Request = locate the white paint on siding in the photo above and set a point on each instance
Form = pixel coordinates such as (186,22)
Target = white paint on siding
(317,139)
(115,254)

## Your objective
Starting at the line that contains "Form = pixel coordinates such as (186,22)", repeat each line exactly through the last one in the listing. Include both of those lines and nothing more.

## Solution for this exercise
Form = pixel coordinates such as (186,22)
Target = white paint on siding
(317,139)
(115,254)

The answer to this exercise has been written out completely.